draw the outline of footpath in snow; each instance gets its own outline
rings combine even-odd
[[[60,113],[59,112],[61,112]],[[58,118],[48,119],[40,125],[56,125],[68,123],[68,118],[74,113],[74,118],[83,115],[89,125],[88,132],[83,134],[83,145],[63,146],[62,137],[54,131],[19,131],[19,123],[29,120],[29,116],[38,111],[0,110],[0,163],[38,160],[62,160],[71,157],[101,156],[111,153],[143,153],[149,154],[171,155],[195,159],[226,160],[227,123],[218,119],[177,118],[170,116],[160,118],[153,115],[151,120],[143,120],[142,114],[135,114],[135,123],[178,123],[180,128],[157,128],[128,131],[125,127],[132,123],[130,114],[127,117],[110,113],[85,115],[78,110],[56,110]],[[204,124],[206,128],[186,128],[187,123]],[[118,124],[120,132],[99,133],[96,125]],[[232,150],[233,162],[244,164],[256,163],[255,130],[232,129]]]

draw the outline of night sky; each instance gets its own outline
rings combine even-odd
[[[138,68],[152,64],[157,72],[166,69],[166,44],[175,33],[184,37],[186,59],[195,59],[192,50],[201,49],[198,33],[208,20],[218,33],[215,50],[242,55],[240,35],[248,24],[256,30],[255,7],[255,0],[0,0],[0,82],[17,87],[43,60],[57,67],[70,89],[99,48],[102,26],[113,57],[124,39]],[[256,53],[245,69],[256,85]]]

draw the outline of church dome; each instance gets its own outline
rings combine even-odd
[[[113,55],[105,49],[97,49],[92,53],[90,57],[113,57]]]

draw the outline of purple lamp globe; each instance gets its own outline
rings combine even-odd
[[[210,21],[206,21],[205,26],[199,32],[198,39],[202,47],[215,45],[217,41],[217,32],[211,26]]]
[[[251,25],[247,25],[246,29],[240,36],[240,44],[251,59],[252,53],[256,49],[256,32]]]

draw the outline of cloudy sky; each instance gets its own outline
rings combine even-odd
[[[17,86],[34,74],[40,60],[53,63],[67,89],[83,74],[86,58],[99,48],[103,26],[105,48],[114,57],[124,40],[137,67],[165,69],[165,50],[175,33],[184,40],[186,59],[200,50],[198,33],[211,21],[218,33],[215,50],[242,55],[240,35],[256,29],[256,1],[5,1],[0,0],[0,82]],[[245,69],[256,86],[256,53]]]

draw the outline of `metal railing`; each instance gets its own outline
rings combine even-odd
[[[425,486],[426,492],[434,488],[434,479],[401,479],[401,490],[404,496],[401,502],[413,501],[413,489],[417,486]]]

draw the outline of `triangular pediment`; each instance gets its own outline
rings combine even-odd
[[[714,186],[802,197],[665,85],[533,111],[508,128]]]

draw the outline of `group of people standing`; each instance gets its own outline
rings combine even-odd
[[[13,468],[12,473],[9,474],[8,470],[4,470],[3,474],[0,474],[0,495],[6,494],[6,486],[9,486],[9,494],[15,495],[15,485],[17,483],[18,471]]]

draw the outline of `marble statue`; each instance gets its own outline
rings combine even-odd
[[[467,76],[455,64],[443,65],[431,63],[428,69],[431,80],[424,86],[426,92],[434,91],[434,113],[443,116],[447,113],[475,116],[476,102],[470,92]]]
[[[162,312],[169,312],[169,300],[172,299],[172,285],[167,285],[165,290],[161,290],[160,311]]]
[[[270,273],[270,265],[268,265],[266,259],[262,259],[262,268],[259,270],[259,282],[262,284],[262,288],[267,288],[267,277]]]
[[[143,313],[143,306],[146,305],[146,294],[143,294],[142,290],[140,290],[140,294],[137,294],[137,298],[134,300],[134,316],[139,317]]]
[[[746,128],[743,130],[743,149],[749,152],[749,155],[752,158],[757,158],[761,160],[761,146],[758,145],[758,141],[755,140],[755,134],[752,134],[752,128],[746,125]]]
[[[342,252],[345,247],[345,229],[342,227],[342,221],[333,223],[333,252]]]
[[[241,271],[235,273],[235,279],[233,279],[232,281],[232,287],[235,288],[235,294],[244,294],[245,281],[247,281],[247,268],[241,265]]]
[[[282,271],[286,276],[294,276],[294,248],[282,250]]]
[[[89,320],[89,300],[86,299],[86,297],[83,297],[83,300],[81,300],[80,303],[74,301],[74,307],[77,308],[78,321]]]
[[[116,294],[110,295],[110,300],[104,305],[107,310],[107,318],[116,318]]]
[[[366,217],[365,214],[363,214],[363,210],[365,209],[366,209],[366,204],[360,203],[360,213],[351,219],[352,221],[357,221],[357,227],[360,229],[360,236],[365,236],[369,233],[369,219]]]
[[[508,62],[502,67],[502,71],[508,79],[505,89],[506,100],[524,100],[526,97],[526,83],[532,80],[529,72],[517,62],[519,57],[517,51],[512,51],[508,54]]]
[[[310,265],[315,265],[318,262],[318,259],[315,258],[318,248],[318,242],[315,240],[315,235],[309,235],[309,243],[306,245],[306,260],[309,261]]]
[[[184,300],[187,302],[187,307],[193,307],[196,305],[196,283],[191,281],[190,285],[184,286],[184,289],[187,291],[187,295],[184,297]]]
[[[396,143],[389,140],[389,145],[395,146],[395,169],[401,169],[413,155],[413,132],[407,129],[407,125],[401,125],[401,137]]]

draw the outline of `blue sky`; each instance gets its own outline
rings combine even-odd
——
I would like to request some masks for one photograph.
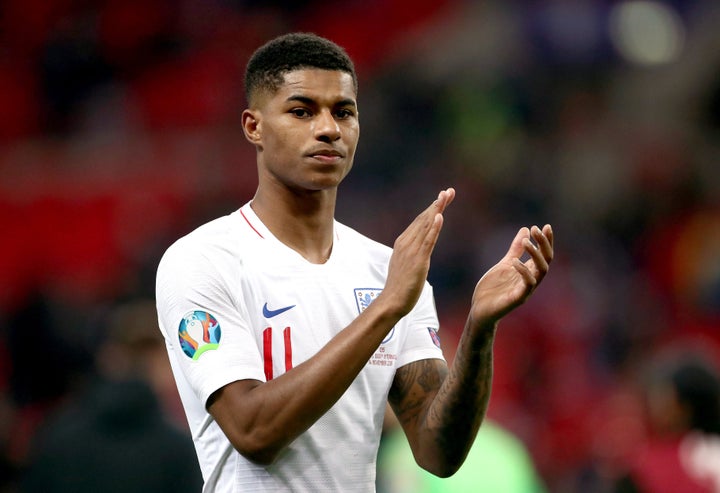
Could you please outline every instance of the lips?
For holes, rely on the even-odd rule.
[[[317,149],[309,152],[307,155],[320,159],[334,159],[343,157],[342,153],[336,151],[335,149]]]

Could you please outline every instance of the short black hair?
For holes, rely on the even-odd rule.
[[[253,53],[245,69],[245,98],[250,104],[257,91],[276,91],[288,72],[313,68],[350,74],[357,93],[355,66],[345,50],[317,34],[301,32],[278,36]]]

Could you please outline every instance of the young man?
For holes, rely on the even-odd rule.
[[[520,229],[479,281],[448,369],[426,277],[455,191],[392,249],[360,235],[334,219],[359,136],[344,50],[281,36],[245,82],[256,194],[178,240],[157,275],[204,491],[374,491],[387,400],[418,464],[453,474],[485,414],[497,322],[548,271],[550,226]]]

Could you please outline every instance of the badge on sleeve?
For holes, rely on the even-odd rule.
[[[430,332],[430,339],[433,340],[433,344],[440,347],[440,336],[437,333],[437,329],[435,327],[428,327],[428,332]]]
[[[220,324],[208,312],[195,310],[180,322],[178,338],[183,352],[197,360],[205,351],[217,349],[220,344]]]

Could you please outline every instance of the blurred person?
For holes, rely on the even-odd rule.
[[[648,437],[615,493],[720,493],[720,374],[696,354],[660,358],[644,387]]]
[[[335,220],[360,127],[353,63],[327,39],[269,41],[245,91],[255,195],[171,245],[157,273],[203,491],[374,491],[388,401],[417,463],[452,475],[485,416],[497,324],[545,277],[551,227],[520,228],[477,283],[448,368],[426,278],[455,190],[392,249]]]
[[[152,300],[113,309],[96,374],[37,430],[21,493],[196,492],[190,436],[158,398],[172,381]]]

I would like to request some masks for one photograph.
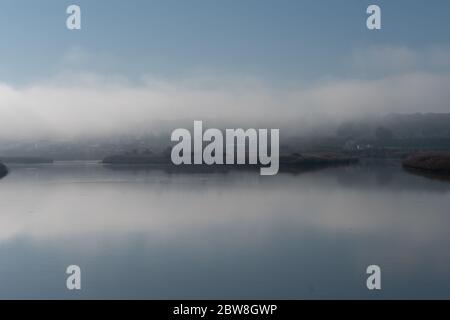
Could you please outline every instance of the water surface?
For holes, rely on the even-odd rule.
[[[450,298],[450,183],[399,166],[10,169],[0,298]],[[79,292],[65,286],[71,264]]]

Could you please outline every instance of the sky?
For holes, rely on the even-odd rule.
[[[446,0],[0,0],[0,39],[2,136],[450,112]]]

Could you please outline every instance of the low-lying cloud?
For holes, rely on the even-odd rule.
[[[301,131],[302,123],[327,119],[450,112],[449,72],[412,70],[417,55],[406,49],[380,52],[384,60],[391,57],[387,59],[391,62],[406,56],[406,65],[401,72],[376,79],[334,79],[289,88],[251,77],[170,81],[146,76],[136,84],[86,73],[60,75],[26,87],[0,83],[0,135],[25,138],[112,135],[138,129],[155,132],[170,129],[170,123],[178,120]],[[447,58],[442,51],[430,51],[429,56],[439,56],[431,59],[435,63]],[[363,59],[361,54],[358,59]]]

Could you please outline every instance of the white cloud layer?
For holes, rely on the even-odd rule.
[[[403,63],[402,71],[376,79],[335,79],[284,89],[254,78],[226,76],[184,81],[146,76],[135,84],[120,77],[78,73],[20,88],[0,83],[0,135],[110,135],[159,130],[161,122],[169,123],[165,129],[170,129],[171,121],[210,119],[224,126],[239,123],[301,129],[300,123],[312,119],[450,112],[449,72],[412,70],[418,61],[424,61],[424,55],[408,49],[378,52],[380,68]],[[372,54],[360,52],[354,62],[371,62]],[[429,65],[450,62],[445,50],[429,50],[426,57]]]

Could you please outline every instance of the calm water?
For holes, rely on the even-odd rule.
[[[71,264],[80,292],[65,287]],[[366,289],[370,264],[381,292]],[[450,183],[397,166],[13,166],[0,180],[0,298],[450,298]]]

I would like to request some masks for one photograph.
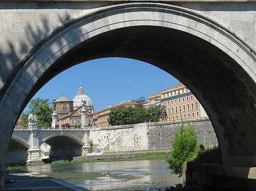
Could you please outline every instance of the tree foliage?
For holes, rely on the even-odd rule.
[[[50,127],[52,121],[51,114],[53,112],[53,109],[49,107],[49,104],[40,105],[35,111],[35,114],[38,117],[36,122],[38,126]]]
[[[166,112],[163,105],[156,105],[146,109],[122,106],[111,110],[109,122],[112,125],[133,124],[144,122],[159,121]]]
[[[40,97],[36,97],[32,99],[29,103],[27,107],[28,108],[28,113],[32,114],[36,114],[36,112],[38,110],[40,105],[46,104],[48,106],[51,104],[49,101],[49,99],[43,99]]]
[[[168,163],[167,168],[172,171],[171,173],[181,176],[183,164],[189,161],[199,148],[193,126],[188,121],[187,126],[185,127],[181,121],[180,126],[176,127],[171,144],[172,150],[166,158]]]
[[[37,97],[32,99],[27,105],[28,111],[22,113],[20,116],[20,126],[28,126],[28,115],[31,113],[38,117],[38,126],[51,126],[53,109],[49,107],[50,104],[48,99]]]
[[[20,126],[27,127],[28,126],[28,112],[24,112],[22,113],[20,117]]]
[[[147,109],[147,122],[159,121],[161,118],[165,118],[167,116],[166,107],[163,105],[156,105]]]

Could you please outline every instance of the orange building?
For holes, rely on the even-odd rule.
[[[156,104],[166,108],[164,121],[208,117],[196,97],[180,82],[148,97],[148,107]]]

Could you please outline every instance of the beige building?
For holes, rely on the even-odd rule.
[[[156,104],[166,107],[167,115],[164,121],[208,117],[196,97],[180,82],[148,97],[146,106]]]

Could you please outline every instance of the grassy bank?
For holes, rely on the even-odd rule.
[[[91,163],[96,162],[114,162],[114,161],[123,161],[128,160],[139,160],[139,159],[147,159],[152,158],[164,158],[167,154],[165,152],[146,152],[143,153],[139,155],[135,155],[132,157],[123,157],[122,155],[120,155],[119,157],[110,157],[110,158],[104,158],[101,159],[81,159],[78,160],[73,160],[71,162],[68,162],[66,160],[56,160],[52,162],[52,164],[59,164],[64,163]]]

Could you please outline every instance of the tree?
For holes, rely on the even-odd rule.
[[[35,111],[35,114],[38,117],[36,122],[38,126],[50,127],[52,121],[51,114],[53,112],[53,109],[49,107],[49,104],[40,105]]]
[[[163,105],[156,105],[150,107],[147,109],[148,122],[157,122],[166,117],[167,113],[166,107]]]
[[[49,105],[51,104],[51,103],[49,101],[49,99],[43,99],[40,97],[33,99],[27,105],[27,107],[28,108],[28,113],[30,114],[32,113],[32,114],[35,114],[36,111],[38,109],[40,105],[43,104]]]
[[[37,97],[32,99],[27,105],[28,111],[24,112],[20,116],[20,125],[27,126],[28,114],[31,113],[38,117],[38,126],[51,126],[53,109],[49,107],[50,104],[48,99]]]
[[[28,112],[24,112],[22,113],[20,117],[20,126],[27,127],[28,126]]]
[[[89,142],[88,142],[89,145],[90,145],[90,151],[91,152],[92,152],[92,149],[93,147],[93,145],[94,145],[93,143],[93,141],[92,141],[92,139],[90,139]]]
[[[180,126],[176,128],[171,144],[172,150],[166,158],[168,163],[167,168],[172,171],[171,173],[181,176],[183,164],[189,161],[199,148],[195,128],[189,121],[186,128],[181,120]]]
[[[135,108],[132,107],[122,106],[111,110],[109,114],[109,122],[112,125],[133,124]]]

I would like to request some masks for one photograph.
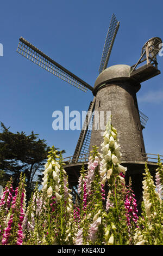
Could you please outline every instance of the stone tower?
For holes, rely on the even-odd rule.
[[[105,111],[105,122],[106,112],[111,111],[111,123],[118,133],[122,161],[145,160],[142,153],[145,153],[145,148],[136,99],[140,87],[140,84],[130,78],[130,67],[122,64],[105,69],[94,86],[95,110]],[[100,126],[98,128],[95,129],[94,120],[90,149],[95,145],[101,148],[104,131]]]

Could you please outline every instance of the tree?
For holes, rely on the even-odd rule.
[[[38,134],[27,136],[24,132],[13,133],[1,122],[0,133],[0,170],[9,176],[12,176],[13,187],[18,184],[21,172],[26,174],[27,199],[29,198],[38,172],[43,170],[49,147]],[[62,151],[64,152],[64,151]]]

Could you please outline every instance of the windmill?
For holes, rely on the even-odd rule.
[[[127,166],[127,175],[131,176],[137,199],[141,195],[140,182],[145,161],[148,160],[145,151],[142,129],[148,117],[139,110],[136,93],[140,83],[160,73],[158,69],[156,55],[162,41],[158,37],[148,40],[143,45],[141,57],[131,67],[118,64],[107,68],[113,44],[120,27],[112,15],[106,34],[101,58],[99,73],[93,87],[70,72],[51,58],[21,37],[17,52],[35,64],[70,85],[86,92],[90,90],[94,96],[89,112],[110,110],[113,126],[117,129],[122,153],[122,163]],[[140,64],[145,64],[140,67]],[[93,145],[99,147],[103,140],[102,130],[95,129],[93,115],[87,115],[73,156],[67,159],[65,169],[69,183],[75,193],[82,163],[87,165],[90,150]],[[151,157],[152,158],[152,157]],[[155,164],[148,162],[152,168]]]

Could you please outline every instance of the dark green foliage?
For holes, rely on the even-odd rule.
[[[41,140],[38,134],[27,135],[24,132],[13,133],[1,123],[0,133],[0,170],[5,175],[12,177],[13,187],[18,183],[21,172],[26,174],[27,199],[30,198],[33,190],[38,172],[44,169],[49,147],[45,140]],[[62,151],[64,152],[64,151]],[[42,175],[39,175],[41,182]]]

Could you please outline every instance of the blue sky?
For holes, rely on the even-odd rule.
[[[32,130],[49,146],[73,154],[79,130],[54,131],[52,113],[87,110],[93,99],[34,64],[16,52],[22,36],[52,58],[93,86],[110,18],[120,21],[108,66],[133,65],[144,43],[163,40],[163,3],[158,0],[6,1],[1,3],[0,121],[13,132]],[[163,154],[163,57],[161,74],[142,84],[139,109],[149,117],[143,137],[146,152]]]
——
Rewrite the part that opens with the line containing "draw the outline of church" and closes with the line containing "[[[714,186],[802,197],[665,85],[533,111],[508,128]]]", changing "even-odd" to "nonzero" and keeping everything else the same. Return only those lines.

draw the outline of church dome; each instance gets its own outline
rings combine nonzero
[[[113,55],[105,49],[97,49],[92,53],[90,57],[113,57]]]

draw the outline of purple lamp globe; each instance gets its own outline
rings combine nonzero
[[[210,21],[206,21],[205,26],[199,32],[198,39],[202,47],[215,45],[217,41],[217,32],[211,26]]]
[[[251,25],[247,25],[246,29],[240,36],[240,44],[251,59],[252,53],[256,49],[256,32]]]

draw the outline of cloudy sky; each instance gets its own outline
rings combine nonzero
[[[17,86],[34,74],[40,60],[53,63],[67,89],[83,74],[86,58],[99,48],[103,26],[105,48],[114,57],[124,40],[137,67],[165,69],[165,50],[175,33],[184,40],[186,59],[200,50],[198,33],[211,21],[218,33],[215,50],[242,55],[240,35],[256,29],[256,1],[5,1],[0,0],[0,82]],[[245,69],[256,86],[256,53]]]

draw the outline of `metal railing`; each instance gets its own outline
rings combine nonzero
[[[425,486],[426,492],[434,488],[434,479],[401,479],[401,490],[404,496],[401,502],[413,501],[413,489],[417,486]]]

draw the outline of `triangular pediment`; each instance gets its own outline
rings combine nonzero
[[[714,186],[802,197],[665,85],[533,111],[508,128]]]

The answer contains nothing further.